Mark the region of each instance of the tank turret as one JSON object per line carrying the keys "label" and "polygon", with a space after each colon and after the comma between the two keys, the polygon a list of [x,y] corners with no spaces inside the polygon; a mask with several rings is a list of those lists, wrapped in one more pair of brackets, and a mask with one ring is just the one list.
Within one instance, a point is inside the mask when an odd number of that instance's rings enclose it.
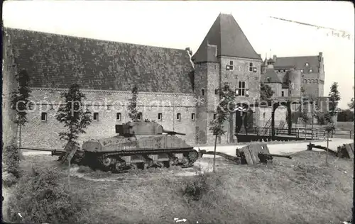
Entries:
{"label": "tank turret", "polygon": [[155,121],[128,122],[121,125],[116,125],[116,133],[124,137],[131,137],[133,135],[163,135],[163,133],[185,135],[184,133],[164,130],[161,125]]}

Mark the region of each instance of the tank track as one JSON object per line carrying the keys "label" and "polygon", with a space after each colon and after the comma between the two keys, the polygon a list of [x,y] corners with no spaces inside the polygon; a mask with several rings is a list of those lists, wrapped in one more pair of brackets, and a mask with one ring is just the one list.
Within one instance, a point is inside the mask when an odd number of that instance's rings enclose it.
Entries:
{"label": "tank track", "polygon": [[[87,152],[85,154],[88,153]],[[99,164],[95,166],[99,169],[111,171],[115,173],[126,172],[129,169],[148,169],[150,167],[168,167],[170,166],[180,166],[182,168],[190,167],[198,159],[198,152],[193,148],[187,149],[161,149],[161,150],[141,150],[130,151],[119,151],[109,152],[89,152],[90,156],[87,158],[86,164],[92,167],[92,164]],[[99,155],[98,155],[99,154]],[[172,155],[172,154],[182,154],[182,158],[180,159]],[[153,161],[149,157],[150,155],[158,156],[158,155],[168,155],[168,161]],[[132,162],[127,164],[125,159],[121,157],[140,156],[143,158],[143,162]],[[95,162],[92,159],[96,160]],[[143,166],[143,167],[142,167]]]}

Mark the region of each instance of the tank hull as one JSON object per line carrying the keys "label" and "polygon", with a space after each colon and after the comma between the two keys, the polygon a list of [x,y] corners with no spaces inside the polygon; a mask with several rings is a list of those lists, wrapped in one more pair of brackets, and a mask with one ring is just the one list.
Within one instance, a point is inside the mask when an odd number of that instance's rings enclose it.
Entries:
{"label": "tank hull", "polygon": [[151,167],[192,167],[199,154],[174,135],[116,136],[84,142],[72,162],[94,169],[123,172]]}

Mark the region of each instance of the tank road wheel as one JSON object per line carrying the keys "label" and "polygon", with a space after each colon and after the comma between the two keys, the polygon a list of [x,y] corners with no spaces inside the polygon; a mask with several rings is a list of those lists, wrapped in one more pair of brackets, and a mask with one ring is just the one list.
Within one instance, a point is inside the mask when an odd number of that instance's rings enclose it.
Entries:
{"label": "tank road wheel", "polygon": [[114,164],[114,171],[118,173],[121,173],[124,171],[126,168],[126,162],[124,161],[117,160]]}
{"label": "tank road wheel", "polygon": [[138,166],[135,163],[130,164],[129,167],[131,168],[131,169],[138,169]]}
{"label": "tank road wheel", "polygon": [[178,163],[179,159],[175,157],[170,157],[169,159],[169,167],[176,166]]}
{"label": "tank road wheel", "polygon": [[105,157],[101,160],[102,164],[106,167],[108,167],[111,164],[111,162],[112,162],[112,158],[108,157]]}

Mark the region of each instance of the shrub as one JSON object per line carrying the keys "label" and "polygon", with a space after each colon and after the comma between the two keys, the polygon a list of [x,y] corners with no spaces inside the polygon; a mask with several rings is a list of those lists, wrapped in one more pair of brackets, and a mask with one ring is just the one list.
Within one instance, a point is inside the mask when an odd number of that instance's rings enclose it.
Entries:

**********

**DIRECTIONS**
Print all of the material above word for word, but leave out the pictures.

**EXPECTED ANSWER**
Mark the region of each instance of the tank turret as one JSON object per line carrying the keys "label" and "polygon", with a space after each colon and after the comma between the two keys, the polygon a list of [x,y] corners with no spaces inside the polygon; a mask with several rings is a list of those lists, wrapped in one more pair of brackets, and a mask with one ring is just the one list.
Within one instance, a point is inside the mask when an odd number of that instance's rings enclose it.
Entries:
{"label": "tank turret", "polygon": [[155,121],[128,122],[121,125],[116,125],[116,133],[124,137],[131,137],[133,135],[163,135],[163,133],[185,135],[184,133],[164,130],[161,125]]}

Mark the region of each instance of the tank track as one JSON object per line carrying the keys "label" and "polygon", with a space after each colon and after the comma between the two keys, the polygon a list of [x,y] corners with no spaces inside the polygon; a mask with several rings is a list of those lists, wrapped in one more pair of brackets, and a mask with one ring is just the one list.
Within one instance, a point is inside the mask when an odd number of that instance's rings enclose it.
Entries:
{"label": "tank track", "polygon": [[[87,152],[85,154],[88,153]],[[99,164],[95,166],[99,169],[111,171],[115,173],[126,172],[129,169],[148,169],[150,167],[168,167],[170,166],[180,166],[182,168],[190,167],[198,159],[198,152],[193,148],[187,149],[161,149],[161,150],[141,150],[130,151],[119,151],[109,152],[89,152],[90,156],[87,158],[86,164],[92,167],[92,164]],[[99,155],[98,155],[99,154]],[[172,155],[172,154],[182,154],[182,158],[180,159]],[[153,161],[149,157],[150,155],[158,156],[158,155],[168,155],[168,161]],[[132,162],[127,164],[125,159],[121,157],[140,156],[143,158],[143,162]],[[95,162],[92,159],[96,160]],[[143,166],[143,167],[142,167]]]}

Mark the region of each instance of the tank hull as one JSON object per line carrying the keys "label" and "polygon", with a space after each colon and after the comma between the two keys, the polygon a list of [x,y] corners with no spaces inside the polygon; a mask with several rings is a list of those lists, wrapped in one more pair of brackets, and a mask with one ring is just the one list.
Within one instance, a point is inside the mask when an odd number of that instance's rings enclose it.
Entries:
{"label": "tank hull", "polygon": [[151,167],[192,167],[199,154],[174,135],[116,136],[84,142],[72,162],[94,169],[123,172]]}

Mark the region of each instance of the tank road wheel as one JSON object per line carrying the keys "label" and "polygon", with a space after each colon and after the comma between the two keys, the polygon a list of [x,y] corners with no spaces inside the polygon; a mask with several rings is a list of those lists, wrapped in one more pair of brackets, and a mask with one ring is just the one list.
Within one instance, a point is inside the mask when an odd number of that instance's rings enclose it.
Entries:
{"label": "tank road wheel", "polygon": [[114,164],[114,171],[118,173],[121,173],[124,171],[126,168],[126,162],[124,161],[117,160]]}
{"label": "tank road wheel", "polygon": [[138,166],[135,163],[130,164],[129,167],[131,168],[131,169],[138,169]]}
{"label": "tank road wheel", "polygon": [[178,163],[179,159],[175,157],[170,157],[169,159],[169,167],[176,166]]}
{"label": "tank road wheel", "polygon": [[105,157],[101,160],[102,164],[106,167],[108,167],[111,164],[111,162],[112,162],[112,158],[108,157]]}

Mark the region of each instance of the shrub as one JSON object per line carrying the keys "label" and "polygon", with a space after each colon and after the comma between the two keys, the polygon a list of [x,y] corners with no spaces inside the polygon; a mask with several rings is a list of those lists, wrapped in one more pair of brackets, and a mask with one ring is just the one list.
Within one instance, a point is inside the mask when an odd number of that instance's rings enclose it.
Entries:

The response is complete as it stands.